Count the lines in the data below that contain the string "baseball", matching case exactly, and reply with the number alone.

Task inputs —
____
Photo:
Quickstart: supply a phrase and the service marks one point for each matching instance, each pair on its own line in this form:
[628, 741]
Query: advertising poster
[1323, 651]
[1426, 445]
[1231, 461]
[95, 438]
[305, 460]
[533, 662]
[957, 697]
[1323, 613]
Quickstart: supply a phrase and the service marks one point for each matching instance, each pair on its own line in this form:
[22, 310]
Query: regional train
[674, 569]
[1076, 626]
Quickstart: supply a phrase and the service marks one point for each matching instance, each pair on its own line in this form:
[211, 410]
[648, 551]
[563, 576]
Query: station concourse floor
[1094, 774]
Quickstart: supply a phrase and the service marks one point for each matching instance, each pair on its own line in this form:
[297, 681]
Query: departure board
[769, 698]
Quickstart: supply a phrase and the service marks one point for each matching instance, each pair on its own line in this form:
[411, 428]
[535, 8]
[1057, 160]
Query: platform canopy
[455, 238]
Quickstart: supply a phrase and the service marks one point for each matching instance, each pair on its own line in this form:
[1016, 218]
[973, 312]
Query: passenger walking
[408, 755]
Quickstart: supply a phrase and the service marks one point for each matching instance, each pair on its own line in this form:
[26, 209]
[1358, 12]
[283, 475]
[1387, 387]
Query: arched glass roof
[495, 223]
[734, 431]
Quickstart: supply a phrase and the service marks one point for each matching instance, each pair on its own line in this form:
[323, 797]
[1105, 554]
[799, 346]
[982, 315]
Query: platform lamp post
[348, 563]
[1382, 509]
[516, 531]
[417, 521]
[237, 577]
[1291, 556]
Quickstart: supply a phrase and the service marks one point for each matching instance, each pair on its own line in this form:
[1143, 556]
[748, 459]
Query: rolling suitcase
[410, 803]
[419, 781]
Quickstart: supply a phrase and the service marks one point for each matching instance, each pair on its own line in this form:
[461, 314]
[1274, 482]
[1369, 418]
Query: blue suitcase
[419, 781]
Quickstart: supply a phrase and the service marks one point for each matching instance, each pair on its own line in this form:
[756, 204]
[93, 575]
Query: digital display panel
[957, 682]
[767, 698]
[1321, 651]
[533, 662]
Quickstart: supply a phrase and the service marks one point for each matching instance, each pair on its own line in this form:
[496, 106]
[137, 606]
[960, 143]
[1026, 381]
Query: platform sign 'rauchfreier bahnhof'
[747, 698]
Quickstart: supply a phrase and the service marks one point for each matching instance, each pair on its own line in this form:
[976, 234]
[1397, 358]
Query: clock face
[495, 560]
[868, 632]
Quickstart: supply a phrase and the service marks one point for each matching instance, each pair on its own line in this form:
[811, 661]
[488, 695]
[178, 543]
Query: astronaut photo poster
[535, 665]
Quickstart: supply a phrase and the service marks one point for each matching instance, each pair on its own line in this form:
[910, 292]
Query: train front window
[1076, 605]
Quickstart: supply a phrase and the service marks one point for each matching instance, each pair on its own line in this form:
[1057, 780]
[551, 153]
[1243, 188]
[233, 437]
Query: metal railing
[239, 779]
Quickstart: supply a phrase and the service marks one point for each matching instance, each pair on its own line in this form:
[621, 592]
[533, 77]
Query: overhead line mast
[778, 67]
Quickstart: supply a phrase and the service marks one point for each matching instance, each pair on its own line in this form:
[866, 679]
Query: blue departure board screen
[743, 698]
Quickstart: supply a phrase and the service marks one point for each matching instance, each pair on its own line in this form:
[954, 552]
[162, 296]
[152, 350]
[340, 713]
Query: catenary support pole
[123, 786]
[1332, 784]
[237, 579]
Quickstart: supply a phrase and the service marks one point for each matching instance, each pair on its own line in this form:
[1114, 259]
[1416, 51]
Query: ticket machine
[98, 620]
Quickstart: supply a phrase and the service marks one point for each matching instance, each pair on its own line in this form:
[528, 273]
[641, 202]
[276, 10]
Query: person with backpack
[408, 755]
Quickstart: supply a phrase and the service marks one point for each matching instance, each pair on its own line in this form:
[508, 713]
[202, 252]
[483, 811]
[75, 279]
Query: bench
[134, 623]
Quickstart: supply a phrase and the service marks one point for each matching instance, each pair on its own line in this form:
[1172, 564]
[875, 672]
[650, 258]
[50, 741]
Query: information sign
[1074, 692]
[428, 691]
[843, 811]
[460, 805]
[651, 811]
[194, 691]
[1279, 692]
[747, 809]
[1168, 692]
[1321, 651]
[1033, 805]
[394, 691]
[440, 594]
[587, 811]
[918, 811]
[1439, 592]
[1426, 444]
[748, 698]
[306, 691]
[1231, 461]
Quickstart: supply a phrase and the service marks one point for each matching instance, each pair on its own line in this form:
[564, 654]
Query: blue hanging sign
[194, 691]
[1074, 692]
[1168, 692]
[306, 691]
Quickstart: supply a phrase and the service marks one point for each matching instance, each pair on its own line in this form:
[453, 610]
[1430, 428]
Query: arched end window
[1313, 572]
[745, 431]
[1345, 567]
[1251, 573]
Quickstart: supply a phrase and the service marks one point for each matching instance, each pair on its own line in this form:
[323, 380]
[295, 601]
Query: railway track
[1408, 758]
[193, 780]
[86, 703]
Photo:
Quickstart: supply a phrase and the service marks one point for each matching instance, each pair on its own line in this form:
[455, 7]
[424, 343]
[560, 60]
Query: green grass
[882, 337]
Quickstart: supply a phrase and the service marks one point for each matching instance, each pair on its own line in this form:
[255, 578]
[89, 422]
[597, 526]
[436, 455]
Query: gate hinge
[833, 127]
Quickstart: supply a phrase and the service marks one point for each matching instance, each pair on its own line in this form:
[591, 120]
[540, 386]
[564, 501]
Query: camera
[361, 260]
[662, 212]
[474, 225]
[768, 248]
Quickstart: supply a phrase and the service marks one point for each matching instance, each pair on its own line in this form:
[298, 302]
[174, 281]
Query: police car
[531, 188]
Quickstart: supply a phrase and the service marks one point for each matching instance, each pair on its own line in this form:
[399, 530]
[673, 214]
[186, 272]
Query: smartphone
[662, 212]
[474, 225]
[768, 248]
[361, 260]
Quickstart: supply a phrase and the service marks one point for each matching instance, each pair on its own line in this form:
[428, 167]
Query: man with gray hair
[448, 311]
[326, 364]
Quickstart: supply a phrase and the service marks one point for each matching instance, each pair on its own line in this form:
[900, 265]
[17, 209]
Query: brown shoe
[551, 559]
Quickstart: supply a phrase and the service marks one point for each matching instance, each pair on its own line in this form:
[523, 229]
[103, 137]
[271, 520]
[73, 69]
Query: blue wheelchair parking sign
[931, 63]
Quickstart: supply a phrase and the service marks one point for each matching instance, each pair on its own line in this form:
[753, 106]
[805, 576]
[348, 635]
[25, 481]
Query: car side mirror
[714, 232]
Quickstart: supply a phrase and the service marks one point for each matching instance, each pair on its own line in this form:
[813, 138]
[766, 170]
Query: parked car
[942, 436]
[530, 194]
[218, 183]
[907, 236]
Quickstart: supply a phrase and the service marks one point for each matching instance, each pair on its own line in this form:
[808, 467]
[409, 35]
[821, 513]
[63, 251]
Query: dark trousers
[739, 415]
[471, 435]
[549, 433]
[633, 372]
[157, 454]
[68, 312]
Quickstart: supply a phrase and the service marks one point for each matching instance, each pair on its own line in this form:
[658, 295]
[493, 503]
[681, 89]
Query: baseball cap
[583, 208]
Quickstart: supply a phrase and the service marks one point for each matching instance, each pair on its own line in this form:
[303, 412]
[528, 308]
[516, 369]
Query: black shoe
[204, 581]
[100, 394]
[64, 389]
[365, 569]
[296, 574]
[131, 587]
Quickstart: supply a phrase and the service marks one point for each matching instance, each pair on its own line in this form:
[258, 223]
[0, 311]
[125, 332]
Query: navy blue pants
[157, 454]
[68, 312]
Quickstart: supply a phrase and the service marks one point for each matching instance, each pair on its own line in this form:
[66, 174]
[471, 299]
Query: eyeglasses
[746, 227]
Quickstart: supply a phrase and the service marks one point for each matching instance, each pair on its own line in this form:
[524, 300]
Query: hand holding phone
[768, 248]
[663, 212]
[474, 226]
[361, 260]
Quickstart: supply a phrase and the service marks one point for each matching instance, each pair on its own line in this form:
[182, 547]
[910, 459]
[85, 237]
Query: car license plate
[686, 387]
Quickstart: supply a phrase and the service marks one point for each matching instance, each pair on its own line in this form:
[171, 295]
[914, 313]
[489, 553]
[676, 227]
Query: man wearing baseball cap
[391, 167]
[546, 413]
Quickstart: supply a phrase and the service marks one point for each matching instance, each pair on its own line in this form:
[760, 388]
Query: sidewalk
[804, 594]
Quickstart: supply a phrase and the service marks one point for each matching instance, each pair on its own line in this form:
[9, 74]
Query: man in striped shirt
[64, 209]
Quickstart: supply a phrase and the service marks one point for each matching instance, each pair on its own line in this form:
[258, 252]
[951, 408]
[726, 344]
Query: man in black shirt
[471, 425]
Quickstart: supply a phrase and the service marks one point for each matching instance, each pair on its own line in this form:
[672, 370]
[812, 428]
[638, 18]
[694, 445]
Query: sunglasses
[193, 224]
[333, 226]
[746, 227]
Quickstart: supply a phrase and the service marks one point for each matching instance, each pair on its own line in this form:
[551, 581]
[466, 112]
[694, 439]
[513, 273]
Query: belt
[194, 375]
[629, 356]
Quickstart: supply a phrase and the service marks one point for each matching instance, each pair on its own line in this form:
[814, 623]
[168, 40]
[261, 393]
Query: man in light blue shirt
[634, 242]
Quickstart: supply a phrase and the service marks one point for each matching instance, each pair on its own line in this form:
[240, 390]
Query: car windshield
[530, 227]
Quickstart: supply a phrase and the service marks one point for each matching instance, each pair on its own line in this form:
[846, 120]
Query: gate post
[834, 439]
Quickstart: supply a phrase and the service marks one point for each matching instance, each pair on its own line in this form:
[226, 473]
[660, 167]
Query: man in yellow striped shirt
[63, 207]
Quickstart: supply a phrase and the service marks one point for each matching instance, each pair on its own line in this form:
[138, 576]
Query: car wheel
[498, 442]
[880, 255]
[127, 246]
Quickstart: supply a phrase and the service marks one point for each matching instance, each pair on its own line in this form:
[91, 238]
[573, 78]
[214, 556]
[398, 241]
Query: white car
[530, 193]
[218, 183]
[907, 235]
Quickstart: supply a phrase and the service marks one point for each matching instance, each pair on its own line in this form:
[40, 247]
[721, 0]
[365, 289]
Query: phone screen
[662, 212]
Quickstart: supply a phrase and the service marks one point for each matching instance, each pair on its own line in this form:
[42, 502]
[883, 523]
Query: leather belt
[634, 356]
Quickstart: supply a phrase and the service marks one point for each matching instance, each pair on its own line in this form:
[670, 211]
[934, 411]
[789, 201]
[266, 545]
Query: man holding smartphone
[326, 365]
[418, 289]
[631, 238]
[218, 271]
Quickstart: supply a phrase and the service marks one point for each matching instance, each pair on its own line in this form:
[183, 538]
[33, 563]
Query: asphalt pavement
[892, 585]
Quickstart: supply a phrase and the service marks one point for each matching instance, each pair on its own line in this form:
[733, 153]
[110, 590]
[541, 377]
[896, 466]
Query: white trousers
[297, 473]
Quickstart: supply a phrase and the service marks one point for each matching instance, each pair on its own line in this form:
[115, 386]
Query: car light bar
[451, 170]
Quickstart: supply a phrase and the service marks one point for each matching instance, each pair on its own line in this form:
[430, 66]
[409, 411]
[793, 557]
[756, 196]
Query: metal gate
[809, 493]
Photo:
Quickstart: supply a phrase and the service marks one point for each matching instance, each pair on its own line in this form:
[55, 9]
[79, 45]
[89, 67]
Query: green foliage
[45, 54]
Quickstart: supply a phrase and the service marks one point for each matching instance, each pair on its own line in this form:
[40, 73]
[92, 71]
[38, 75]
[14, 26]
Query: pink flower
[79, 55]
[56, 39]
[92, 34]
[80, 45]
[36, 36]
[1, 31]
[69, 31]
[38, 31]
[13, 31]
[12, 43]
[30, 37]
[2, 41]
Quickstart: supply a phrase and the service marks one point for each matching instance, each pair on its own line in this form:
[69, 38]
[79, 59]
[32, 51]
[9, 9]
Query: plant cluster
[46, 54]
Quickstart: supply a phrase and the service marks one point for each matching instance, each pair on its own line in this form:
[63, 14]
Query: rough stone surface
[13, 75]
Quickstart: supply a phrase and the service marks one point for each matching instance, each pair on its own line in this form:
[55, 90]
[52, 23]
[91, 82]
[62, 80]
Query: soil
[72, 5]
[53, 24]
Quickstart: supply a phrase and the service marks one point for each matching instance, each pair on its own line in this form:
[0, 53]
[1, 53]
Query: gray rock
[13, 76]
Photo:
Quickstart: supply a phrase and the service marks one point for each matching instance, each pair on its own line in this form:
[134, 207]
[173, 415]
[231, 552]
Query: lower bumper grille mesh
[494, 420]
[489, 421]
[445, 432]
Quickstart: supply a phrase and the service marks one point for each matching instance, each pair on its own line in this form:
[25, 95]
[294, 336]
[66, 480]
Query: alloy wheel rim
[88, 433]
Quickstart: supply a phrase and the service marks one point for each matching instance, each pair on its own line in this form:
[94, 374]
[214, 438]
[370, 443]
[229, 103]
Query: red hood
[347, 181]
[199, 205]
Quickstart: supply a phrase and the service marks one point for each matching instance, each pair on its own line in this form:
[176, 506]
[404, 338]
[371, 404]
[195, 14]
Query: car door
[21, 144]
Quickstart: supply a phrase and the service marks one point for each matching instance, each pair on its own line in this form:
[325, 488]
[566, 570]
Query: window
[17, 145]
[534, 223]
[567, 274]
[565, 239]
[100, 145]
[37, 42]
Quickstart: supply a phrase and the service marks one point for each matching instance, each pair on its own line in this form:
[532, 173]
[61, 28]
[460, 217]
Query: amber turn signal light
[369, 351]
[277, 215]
____
Reply — 2